* WORK REQUIRED: Write out, exactly and only, the lines that run from the top of the records to the line with "For this exercise we mark the narrow". Include both ends; exclude pictures.

* DATA FOR THIS TASK:
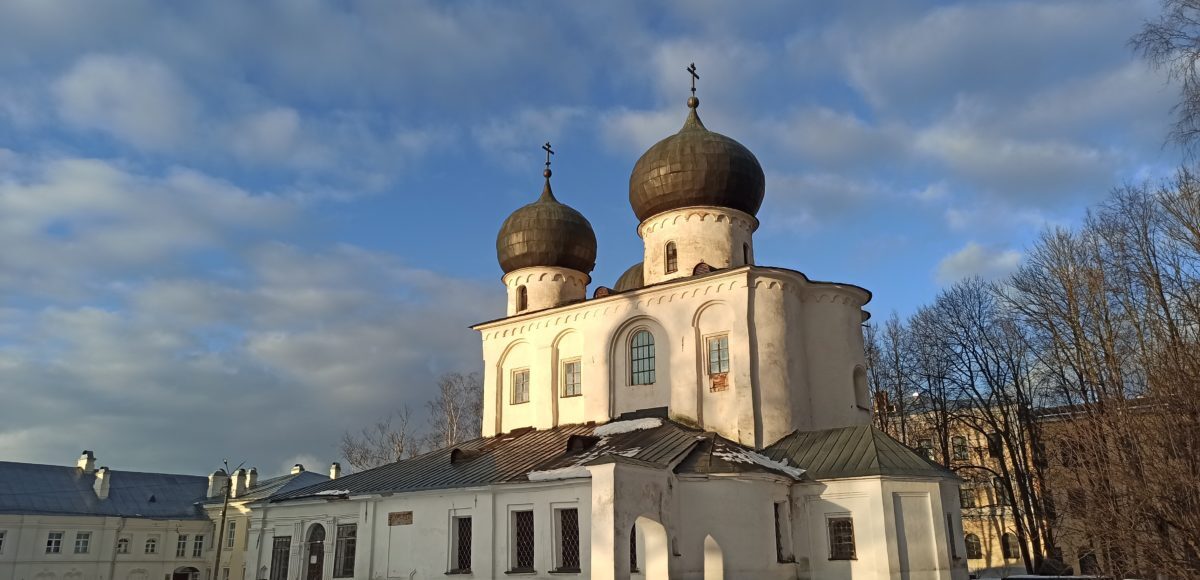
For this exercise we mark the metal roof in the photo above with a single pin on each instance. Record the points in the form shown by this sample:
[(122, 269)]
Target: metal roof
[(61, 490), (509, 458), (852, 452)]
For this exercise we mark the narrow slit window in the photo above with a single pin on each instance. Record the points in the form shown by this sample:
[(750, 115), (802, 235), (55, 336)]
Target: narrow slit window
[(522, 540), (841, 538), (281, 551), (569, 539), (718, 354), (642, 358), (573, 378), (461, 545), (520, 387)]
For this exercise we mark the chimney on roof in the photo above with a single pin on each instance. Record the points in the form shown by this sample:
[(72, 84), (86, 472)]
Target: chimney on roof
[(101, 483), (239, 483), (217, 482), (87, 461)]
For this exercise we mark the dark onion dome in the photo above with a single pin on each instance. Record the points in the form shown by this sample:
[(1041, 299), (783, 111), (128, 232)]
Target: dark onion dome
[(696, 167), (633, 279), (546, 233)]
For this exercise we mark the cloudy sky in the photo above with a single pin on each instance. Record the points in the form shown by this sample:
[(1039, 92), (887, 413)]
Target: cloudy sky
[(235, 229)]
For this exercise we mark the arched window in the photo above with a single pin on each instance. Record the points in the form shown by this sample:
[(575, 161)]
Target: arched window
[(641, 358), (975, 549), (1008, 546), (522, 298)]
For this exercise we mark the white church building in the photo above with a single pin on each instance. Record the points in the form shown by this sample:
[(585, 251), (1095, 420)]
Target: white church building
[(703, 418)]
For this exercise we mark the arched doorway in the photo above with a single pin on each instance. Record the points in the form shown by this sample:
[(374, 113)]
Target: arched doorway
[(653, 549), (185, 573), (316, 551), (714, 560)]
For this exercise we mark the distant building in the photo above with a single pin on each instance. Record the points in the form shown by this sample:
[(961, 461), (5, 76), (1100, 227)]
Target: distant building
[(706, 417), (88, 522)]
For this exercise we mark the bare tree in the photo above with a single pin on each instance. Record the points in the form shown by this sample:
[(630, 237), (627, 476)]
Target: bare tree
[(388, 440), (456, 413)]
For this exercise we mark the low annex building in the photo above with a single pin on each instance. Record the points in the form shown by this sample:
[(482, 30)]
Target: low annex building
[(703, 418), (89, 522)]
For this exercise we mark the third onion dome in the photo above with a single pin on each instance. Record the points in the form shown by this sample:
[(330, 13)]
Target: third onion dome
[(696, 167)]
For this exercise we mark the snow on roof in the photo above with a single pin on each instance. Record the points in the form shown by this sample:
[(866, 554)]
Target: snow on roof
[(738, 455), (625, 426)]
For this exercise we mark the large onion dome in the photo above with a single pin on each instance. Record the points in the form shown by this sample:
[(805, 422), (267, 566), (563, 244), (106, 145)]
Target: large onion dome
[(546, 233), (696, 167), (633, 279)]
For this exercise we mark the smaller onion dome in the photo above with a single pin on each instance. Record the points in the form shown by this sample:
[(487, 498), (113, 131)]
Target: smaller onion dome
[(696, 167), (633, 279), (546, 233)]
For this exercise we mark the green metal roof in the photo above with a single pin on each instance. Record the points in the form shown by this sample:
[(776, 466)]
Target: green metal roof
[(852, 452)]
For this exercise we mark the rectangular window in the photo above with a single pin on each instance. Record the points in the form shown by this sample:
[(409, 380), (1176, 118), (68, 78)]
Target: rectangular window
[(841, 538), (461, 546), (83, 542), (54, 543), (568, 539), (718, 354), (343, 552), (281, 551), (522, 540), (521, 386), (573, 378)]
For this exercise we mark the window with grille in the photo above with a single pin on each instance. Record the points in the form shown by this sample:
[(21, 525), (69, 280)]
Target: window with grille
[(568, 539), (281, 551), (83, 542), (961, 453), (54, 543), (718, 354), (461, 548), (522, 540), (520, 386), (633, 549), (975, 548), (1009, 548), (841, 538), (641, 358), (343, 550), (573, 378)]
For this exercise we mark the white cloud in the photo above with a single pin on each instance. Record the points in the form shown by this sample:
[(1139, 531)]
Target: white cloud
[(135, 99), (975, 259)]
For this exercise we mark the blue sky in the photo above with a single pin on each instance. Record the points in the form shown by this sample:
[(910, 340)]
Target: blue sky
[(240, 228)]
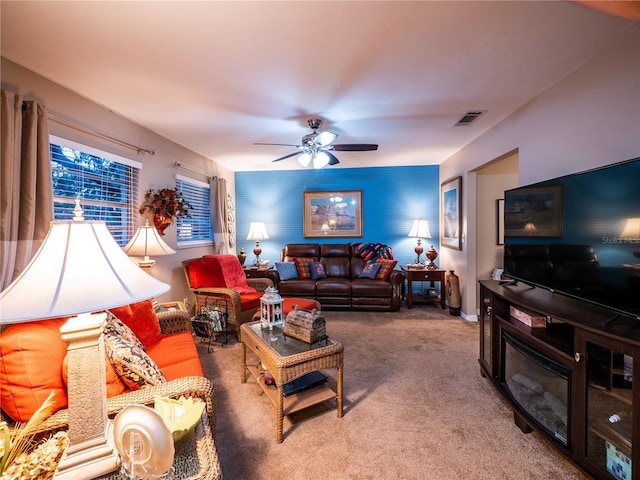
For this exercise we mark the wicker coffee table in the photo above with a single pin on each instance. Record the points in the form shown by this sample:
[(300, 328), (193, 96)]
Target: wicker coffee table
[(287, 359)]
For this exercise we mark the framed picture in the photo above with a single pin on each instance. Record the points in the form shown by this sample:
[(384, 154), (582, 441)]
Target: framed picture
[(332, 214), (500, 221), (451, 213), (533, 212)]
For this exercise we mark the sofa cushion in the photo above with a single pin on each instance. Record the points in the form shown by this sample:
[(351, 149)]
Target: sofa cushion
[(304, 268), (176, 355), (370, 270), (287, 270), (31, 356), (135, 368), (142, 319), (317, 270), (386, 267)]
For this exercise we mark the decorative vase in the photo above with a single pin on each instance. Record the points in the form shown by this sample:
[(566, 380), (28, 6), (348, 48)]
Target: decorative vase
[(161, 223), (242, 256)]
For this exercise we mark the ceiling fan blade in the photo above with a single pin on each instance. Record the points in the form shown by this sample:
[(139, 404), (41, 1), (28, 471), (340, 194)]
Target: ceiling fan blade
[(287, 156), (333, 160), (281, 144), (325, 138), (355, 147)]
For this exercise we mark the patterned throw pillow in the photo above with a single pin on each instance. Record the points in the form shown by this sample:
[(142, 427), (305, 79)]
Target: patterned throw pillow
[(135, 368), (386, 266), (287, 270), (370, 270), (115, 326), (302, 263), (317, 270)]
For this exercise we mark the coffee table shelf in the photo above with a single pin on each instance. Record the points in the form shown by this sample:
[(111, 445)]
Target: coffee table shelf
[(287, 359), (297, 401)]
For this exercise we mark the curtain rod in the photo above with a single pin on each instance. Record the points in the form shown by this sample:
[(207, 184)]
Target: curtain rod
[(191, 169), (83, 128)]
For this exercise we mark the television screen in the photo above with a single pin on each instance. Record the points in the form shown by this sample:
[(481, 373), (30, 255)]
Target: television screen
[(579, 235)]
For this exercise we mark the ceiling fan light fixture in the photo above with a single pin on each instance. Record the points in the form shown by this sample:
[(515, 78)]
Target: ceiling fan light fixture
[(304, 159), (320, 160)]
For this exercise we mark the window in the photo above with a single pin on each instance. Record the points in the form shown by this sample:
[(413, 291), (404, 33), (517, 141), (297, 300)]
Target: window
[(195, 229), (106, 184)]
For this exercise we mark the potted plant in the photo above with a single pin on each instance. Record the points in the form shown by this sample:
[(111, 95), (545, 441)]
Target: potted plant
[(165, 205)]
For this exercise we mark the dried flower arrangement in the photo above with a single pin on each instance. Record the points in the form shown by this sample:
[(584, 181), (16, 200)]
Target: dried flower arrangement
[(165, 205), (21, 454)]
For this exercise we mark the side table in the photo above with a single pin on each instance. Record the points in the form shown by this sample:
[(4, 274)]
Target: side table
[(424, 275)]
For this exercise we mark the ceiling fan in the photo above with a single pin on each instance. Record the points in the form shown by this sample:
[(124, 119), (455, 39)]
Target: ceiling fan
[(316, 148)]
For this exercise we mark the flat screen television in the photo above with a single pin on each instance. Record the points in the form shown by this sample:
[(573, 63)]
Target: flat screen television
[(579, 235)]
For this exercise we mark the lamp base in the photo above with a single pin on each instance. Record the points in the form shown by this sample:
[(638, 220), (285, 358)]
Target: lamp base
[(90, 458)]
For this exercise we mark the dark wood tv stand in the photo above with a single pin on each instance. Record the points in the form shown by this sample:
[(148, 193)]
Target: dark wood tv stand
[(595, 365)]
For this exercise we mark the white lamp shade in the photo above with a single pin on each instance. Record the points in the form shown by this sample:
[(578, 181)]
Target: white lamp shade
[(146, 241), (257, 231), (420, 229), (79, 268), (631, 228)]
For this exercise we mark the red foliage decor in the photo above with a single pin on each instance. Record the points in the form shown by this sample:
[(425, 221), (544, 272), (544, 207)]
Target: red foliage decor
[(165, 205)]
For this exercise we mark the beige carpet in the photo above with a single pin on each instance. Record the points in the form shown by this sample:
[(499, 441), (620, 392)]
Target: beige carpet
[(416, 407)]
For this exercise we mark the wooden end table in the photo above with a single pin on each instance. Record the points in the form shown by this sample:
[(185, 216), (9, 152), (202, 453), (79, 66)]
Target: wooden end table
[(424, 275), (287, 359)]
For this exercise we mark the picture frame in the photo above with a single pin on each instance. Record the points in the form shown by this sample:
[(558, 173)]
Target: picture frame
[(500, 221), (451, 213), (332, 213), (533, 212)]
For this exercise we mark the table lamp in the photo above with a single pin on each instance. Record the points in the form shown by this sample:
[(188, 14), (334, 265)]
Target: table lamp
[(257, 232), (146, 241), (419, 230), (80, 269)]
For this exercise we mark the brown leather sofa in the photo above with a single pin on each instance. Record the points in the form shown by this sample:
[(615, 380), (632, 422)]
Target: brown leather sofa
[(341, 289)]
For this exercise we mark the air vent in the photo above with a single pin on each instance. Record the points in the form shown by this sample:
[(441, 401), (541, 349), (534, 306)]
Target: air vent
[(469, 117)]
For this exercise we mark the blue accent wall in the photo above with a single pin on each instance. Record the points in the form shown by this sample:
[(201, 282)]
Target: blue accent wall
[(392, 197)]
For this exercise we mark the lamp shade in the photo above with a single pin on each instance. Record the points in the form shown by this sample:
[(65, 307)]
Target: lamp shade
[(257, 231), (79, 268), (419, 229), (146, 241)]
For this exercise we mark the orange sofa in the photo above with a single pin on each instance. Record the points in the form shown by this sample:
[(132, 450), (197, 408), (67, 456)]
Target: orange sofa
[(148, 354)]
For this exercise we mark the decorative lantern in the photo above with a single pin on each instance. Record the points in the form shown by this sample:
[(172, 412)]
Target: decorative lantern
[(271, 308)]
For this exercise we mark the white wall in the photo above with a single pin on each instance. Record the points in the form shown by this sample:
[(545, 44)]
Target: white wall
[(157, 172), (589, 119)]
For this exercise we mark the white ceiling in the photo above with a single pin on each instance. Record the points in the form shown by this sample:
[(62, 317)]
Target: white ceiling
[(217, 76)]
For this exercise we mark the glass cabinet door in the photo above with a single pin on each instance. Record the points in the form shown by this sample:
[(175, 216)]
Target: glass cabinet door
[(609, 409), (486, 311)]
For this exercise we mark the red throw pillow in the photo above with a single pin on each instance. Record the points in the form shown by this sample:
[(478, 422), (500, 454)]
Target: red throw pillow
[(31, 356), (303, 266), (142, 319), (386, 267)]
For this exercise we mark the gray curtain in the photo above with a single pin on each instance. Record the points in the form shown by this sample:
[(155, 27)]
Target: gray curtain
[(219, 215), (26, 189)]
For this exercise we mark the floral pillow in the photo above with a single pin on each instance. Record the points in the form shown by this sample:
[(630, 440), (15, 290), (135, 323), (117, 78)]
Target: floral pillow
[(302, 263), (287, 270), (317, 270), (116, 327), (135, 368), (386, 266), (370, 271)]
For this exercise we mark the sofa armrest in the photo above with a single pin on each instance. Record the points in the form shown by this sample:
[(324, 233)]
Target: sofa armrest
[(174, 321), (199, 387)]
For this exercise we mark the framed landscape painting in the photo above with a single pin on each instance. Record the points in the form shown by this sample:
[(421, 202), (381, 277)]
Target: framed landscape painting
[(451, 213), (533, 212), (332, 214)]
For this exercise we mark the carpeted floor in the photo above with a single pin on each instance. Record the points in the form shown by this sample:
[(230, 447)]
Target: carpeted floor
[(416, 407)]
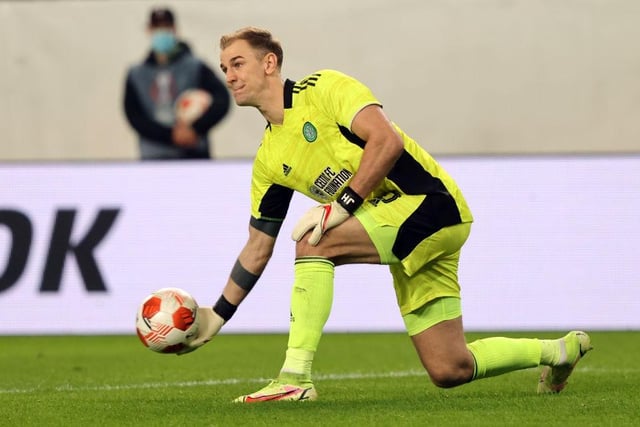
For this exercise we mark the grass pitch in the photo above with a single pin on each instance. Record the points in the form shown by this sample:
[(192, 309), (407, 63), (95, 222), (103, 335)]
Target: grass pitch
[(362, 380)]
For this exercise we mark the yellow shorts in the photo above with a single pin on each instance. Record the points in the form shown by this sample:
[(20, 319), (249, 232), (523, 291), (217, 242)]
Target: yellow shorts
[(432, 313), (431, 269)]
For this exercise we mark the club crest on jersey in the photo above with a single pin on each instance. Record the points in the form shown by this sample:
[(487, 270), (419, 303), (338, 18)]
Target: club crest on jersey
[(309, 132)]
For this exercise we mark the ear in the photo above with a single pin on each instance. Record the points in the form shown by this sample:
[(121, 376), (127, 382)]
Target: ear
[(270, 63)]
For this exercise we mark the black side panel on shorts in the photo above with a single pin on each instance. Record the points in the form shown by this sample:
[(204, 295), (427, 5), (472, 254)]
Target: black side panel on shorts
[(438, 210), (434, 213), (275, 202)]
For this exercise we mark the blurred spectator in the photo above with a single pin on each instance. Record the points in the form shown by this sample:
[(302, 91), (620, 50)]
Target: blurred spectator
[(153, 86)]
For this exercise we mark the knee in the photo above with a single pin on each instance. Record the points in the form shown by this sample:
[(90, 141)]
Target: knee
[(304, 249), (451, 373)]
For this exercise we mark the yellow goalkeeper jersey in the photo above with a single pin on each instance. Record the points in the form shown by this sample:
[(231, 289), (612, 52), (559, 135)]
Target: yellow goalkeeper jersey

* TASK OUTPUT:
For this exercise we mark the metal roof in the photo above with a single pin on each instance. Record the points in the form shown by this sample:
[(122, 269)]
Target: metal roof
[(61, 490), (509, 458), (852, 452)]
For this exercise we mark the narrow slit window in the photo above with a single pin on each instance. Record the points in the form shown by this sample:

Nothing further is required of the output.